-- START OF Data listing --

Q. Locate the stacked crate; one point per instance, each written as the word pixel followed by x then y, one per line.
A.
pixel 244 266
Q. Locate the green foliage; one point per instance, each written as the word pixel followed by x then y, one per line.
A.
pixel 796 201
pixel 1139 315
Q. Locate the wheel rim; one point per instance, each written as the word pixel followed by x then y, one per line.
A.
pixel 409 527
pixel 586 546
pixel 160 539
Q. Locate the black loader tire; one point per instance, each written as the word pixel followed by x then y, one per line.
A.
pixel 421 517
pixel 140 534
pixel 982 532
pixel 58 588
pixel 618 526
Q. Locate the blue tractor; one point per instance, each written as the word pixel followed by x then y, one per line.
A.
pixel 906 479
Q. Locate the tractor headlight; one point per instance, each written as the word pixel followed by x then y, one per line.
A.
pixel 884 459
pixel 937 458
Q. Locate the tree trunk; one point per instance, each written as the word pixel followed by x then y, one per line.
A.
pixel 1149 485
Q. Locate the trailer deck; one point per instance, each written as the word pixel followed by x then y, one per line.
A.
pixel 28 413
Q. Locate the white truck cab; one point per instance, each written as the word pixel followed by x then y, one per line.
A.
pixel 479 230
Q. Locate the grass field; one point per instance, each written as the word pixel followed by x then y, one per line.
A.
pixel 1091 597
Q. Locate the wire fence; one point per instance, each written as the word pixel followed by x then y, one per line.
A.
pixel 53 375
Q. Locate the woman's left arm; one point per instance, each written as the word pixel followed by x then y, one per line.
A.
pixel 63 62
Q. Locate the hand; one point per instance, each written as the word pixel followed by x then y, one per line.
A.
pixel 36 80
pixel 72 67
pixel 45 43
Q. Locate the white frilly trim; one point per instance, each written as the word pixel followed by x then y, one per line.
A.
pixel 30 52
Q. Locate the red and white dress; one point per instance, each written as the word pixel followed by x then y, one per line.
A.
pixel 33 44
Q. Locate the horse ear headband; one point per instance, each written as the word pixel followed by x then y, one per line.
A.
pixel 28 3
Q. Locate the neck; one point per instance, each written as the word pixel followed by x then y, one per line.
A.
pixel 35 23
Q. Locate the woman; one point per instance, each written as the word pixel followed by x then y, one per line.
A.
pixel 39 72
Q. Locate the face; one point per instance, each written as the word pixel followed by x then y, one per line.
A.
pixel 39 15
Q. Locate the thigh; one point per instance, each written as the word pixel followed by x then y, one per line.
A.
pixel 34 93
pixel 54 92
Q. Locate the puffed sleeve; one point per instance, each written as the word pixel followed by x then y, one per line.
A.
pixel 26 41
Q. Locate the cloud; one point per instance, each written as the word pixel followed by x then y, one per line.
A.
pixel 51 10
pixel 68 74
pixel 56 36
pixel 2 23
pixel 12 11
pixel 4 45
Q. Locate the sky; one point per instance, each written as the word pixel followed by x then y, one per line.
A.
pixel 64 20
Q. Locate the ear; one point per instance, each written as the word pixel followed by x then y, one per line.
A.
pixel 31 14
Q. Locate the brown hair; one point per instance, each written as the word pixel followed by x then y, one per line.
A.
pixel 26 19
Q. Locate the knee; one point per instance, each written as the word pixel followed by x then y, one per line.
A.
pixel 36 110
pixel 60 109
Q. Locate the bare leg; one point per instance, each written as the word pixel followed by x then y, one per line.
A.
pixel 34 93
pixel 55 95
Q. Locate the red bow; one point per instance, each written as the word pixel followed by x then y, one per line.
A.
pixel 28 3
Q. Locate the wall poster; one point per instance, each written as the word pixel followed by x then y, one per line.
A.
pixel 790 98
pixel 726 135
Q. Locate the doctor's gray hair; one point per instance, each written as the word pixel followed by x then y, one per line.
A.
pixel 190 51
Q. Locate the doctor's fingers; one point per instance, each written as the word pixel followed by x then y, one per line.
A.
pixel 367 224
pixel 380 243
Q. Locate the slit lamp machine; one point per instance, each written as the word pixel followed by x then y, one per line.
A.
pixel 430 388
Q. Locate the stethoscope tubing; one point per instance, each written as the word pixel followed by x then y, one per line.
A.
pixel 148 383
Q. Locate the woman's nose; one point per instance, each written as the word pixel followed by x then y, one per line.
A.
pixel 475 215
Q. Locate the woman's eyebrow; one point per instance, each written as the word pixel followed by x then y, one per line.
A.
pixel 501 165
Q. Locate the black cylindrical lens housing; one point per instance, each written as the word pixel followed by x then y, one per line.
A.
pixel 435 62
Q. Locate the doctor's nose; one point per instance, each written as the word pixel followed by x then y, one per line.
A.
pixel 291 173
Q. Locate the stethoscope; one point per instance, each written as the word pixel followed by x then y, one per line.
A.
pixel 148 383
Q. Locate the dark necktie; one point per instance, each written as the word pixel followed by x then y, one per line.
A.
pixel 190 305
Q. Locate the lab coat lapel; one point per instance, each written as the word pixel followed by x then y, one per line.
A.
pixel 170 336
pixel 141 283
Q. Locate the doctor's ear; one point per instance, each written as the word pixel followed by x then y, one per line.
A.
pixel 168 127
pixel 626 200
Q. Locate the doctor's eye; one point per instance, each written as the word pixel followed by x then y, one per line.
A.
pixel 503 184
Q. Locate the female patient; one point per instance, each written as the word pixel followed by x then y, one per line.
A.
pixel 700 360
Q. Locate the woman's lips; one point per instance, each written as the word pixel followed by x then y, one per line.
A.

-- END OF Data listing --

§ The task: Repeat, without change, each line of the data above from the one that contains "Q. Locate the woman's nose;" through the final line, counting both.

§ Answer to the problem:
Q. Locate the woman's nose; one point per instance, each written as the word pixel followed by x then y, one per line.
A.
pixel 475 215
Q. Locate the woman's eyebrow; one point per instance, each written as the word pixel followed by x then y, one per line.
A.
pixel 501 165
Q. Locate the black cylindrical lens housing; one point per instance, each written as the word pixel followed by x then y, one per line.
A.
pixel 435 62
Q. Locate the doctor's nose; one point per instance, each written as the word pixel followed by x then y, one per line.
A.
pixel 291 173
Q. Locate the stethoscope; one point per instance, each written as the word pixel followed by x then y, one per line.
A.
pixel 148 383
Q. Locate the dark necktie; one point per instance, each written as the word pixel followed by x then y, one per line.
A.
pixel 190 305
Q. Locate the lab coat lapel; one point per instance, each written as the word pixel followed by x then y, one per line.
A.
pixel 170 336
pixel 141 283
Q. Locate the doctor's ear; one point per instance, each written as the word pixel followed by x then y, one per line.
A.
pixel 168 127
pixel 626 200
Q. Locate the doctor's eye; one point per instance, each written as the word pixel followed by x then y, one per line.
A.
pixel 503 184
Q. Locate the female patient; one point per instance, each written as the word pixel followed by x then y, one per line.
A.
pixel 700 360
Q. Locate the woman's lips; one point per instance, each written as the word pixel followed by x then y, one per line.
A.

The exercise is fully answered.